[TEXT BLOCK]
::::::

Rebecca Goldin

Rebecca Freja Goldin is an American mathematician who works as a professor of mathematical sciences at George Mason University[1] and director of the Statistical Assessment Service, a nonprofit organization associated with GMU that aims to improve the use of statistics in journalism.[2] Her mathematical research concerns symplectic geometry, including work on Hamiltonian actions and symplectic quotients.[3]

Rebecca Goldin
NationalityAmerican
Alma materPh.D., Massachusetts Institute of Technology, 1999
Known forWork on Hamiltonian actions and symplectic quotients
AwardsRuth I. Michler Memorial Prize
AWM/MAA Falconer Lecturer 2008
Scientific career
FieldsMathematics
InstitutionsGeorge Mason University
ThesisThe Cohomology of Weight Varieties
Doctoral advisorVictor Guillemin
Websitemath.gmu.edu/~rgoldin/

Education and career

After graduating with honors in mathematics from Harvard University,[4] Goldin studied in France for a year with Bernard Teissier at the École Normale Supérieure,[5] pursuing research on toric varieties.[3] She completed her Ph.D. in 1999 at the Massachusetts Institute of Technology under the supervision of Victor Guillemin.[6]

After postdoctoral research at the University of Maryland, she joined the GMU faculty in 2001.[4][5]

Recognition

She was the inaugural winner of the Ruth I. Michler Memorial Prize of the Association for Women in Mathematics (AWM), in 2007.[3][5] She was also the 2008 AWM/MAA Falconer Lecturer, speaking on "The Use and Abuse of Statistics in the Media".[7]

She was included in the 2019 class of fellows of the American Mathematical Society "for contributions to differential geometry and service to the mathematical community, particularly in support of promoting mathematical and statistical thinking to a wide audience".[8]

::::::

[TASK LIST]
1. In the Rebecca Goldin article, rewrite the paragraph beginning "After graduating with honors in mathematics" as a short bulleted list that keeps its main facts.
2. Translate this sentence from the Rebecca Goldin article into Spanish: "After postdoctoral research at the University of Maryland, she joined the GMU faculty in 2001."
3. Based on the Rebecca Goldin article, decide whether each statement agrees with the text. Answer yes or no, and quote the words of the text that settle it.
(a) Goldin earned her Ph.D. at Harvard University.
(b) Goldin was the first person to win the Ruth I. Michler Memorial Prize.
(c) Goldin joined the faculty of George Mason University in 2001.

[GIVEN RECORDS]
::::::

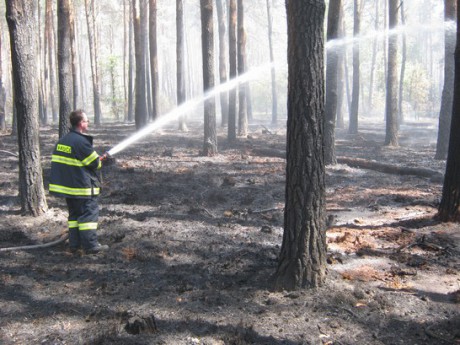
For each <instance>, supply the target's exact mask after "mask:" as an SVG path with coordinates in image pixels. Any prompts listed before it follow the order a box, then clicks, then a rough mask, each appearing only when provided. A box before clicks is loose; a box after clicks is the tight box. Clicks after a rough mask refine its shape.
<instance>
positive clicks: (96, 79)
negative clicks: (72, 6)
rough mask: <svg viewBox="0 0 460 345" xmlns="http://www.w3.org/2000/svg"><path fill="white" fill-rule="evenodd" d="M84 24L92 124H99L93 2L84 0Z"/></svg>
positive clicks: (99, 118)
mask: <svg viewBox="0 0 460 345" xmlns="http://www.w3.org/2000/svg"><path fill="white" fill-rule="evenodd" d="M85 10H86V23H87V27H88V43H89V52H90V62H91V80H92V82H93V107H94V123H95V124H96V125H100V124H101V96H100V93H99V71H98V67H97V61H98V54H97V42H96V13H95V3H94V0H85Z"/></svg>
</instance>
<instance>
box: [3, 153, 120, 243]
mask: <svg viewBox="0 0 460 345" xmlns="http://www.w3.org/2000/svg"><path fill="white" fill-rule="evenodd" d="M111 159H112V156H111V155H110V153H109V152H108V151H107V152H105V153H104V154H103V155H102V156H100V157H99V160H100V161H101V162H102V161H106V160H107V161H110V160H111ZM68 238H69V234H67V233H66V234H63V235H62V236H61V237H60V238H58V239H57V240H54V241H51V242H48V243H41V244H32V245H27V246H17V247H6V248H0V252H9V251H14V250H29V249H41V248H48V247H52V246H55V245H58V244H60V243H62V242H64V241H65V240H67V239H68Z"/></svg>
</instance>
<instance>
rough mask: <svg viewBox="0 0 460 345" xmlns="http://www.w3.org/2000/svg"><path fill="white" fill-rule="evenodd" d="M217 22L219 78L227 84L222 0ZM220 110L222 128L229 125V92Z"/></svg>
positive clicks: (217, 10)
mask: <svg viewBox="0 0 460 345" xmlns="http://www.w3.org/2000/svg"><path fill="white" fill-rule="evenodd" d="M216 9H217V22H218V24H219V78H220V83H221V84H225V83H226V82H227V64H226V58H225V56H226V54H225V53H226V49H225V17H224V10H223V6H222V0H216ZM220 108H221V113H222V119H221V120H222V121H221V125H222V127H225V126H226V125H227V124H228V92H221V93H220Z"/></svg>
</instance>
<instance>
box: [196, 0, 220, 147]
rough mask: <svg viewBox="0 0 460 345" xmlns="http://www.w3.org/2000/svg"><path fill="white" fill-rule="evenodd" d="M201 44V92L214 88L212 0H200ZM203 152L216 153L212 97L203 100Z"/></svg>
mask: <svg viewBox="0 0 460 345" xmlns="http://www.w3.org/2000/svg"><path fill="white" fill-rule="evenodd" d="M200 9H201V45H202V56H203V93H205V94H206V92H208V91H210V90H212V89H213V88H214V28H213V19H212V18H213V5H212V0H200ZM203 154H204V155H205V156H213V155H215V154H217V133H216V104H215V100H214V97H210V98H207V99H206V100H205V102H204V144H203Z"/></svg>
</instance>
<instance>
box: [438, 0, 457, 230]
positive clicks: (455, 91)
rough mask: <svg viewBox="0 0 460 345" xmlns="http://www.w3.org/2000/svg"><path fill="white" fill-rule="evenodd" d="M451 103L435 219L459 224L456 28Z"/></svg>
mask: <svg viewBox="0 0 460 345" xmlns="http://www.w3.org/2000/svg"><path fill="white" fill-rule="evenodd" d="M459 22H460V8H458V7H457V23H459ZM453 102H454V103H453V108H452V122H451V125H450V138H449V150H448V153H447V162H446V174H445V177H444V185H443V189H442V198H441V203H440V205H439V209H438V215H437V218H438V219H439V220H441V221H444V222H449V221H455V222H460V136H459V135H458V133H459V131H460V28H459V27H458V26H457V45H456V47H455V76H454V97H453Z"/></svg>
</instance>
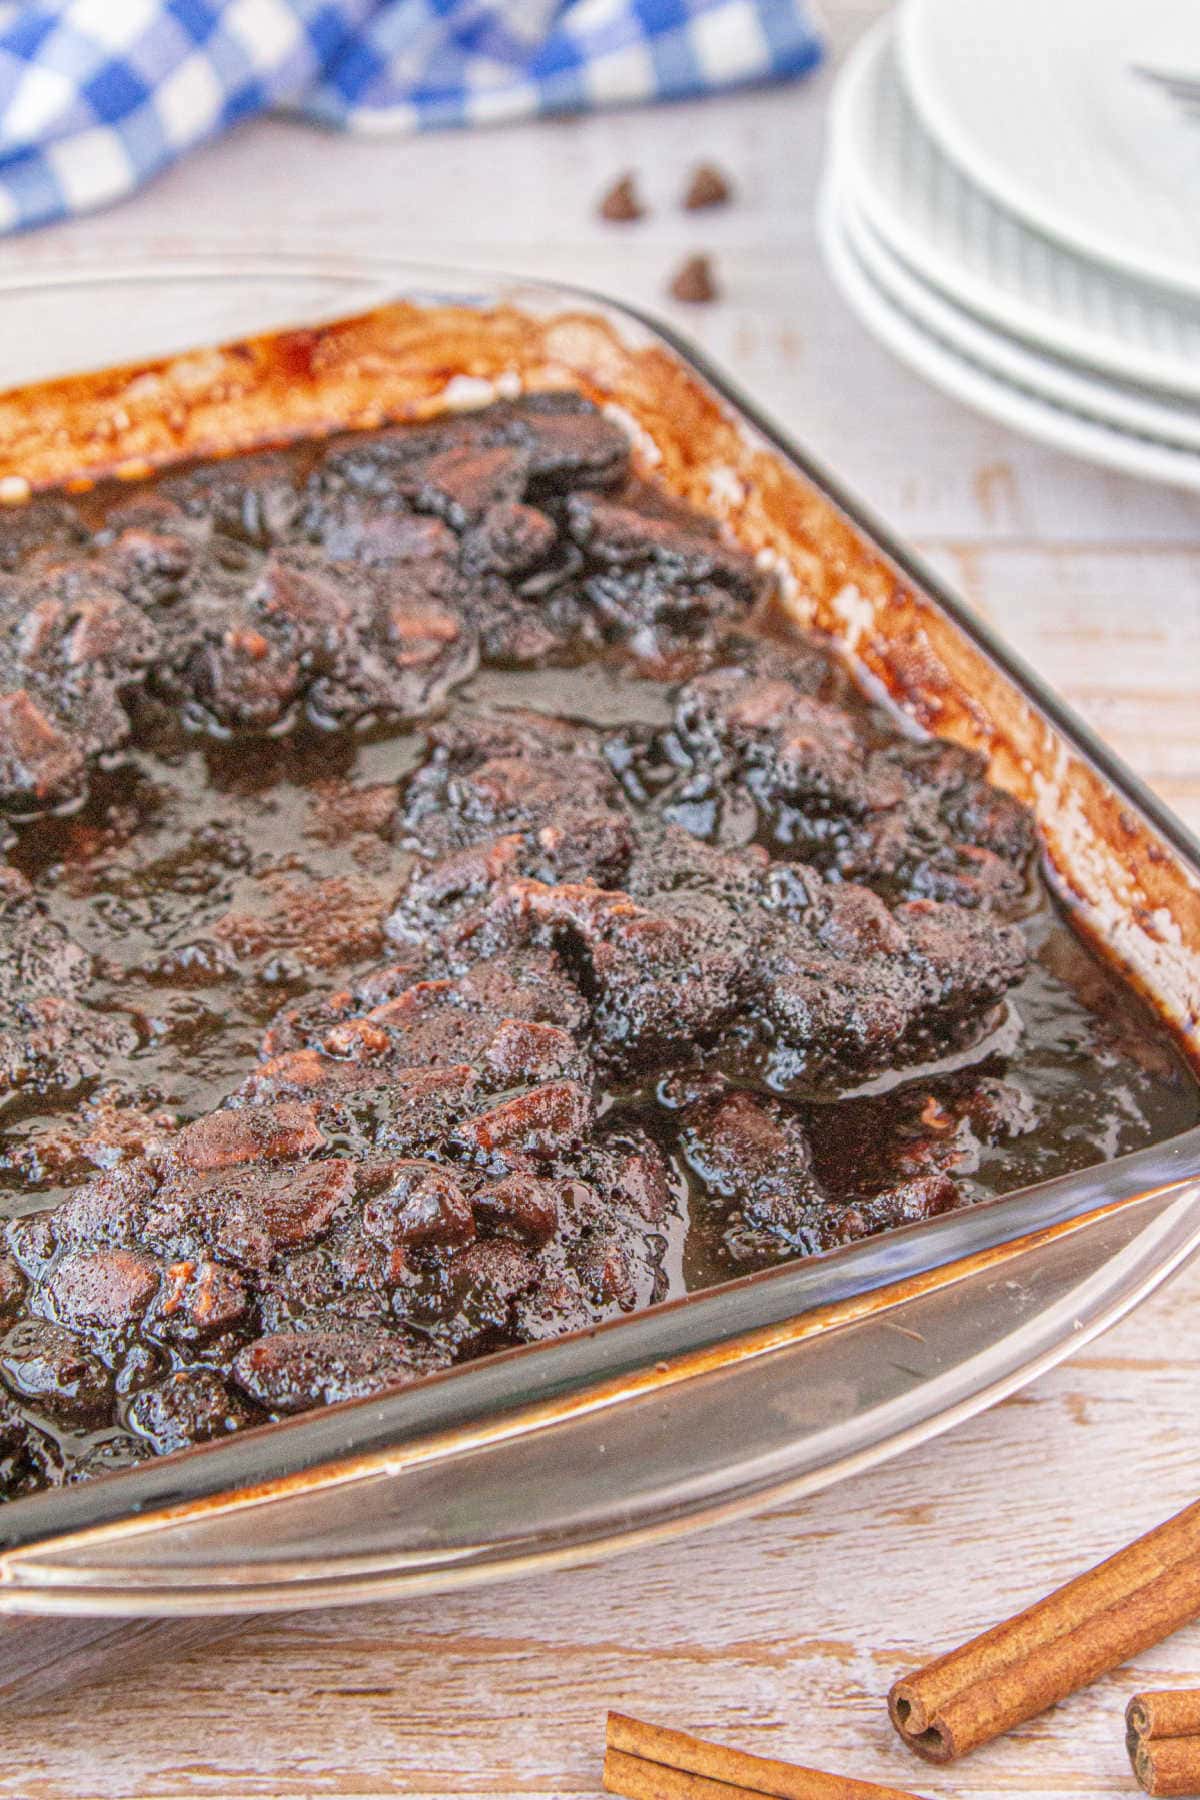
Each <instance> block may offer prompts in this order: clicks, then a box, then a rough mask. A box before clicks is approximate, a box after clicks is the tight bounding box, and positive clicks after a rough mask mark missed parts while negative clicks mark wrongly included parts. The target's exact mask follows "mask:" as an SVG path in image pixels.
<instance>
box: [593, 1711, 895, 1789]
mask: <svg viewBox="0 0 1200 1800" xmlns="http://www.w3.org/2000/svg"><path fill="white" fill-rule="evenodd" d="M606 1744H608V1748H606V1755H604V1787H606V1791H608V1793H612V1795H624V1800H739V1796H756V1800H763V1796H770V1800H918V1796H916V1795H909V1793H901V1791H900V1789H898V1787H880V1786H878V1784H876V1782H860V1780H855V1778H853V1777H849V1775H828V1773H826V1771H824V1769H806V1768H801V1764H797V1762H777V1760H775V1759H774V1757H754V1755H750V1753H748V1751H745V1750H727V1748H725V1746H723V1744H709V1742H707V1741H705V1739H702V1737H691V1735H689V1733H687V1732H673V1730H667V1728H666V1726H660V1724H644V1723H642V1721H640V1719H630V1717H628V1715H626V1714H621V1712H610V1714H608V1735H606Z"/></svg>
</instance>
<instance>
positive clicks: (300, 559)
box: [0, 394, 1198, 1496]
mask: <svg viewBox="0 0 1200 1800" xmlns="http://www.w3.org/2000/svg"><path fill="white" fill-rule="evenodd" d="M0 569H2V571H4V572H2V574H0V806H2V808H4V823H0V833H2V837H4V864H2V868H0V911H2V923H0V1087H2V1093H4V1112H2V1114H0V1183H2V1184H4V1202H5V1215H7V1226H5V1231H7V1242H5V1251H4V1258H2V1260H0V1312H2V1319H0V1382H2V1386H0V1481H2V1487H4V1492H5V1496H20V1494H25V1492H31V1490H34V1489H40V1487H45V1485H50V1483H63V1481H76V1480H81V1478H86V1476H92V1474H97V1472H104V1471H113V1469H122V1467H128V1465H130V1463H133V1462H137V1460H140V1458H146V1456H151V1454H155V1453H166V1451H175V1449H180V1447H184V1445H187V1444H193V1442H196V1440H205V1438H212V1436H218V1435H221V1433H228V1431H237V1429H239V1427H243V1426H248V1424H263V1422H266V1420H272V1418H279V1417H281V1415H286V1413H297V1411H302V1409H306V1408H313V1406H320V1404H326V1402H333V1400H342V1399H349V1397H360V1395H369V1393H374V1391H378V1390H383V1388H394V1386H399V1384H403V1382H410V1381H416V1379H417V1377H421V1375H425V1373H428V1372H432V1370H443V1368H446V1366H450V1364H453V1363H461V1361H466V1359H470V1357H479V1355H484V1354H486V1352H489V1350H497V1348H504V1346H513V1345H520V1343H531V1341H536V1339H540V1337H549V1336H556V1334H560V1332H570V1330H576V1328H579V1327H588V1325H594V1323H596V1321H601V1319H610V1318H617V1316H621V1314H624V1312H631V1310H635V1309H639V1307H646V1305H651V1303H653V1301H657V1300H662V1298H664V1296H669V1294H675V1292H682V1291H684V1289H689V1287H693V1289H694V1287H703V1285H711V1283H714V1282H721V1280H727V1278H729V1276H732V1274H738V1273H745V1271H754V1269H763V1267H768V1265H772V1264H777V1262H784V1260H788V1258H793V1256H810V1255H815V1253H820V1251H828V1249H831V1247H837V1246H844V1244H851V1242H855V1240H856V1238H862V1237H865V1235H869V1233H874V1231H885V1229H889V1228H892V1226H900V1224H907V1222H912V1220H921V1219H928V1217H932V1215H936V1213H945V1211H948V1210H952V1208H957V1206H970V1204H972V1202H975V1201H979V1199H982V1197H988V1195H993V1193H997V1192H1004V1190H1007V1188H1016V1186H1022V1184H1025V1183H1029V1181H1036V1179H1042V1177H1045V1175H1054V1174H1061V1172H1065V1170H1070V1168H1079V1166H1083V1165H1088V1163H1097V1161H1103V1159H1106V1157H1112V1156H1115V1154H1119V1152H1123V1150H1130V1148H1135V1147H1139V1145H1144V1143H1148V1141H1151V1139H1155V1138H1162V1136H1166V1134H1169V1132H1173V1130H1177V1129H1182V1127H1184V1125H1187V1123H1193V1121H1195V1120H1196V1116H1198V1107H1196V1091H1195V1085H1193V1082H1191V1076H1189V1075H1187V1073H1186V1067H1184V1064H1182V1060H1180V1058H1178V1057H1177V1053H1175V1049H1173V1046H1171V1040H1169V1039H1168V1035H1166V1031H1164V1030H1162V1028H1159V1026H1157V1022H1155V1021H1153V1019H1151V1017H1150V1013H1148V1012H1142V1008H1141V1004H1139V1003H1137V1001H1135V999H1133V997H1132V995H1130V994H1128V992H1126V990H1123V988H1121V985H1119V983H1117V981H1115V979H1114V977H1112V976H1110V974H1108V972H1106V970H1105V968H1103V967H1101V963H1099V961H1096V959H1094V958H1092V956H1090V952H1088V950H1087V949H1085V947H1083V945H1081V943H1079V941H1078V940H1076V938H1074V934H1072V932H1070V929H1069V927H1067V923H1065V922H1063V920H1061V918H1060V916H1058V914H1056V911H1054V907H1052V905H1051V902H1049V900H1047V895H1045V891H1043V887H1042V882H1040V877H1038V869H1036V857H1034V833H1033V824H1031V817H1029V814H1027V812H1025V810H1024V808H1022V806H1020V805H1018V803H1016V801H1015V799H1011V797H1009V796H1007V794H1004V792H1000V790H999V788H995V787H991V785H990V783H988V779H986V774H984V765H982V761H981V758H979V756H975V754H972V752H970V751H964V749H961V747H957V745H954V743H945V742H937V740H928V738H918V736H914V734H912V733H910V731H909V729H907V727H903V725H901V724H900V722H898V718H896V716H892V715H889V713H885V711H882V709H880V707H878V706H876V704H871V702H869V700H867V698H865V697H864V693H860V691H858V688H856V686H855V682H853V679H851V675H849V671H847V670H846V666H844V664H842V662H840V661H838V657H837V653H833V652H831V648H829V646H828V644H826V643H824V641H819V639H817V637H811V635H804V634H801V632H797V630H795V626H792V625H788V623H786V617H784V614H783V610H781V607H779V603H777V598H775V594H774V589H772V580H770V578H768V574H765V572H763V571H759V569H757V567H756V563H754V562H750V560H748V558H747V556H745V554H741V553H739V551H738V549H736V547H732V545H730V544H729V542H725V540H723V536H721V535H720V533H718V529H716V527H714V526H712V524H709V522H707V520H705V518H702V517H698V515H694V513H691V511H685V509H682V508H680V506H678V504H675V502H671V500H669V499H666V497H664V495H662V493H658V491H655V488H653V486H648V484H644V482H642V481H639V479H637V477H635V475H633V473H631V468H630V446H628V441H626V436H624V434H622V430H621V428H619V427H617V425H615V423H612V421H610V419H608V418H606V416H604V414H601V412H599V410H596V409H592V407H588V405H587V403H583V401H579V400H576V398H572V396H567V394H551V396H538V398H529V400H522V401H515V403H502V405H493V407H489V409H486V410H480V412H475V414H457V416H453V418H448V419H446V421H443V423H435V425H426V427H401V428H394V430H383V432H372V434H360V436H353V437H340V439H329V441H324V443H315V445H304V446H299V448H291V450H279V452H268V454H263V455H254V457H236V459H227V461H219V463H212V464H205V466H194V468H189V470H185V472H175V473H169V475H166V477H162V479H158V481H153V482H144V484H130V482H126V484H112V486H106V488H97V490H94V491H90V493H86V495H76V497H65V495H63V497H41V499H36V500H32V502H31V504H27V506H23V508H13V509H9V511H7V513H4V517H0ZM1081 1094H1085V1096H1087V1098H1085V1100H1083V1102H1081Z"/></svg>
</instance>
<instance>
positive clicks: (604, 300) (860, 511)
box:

::::::

[ANSWERS]
1.
- Graduated with honors in mathematics from Harvard University
- Spent a year in France with Bernard Teissier at the École Normale Supérieure, researching toric varieties
- Earned a Ph.D. at the Massachusetts Institute of Technology in 1999, supervised by Victor Guillemin

2. Tras realizar investigación posdoctoral en la Universidad de Maryland, se incorporó al profesorado de GMU en 2001.

3.
(a) No: "She completed her Ph.D. in 1999 at the Massachusetts Institute of Technology"
(b) Yes: "She was the inaugural winner of the Ruth I. Michler Memorial Prize"
(c) Yes: "she joined the GMU faculty in 2001"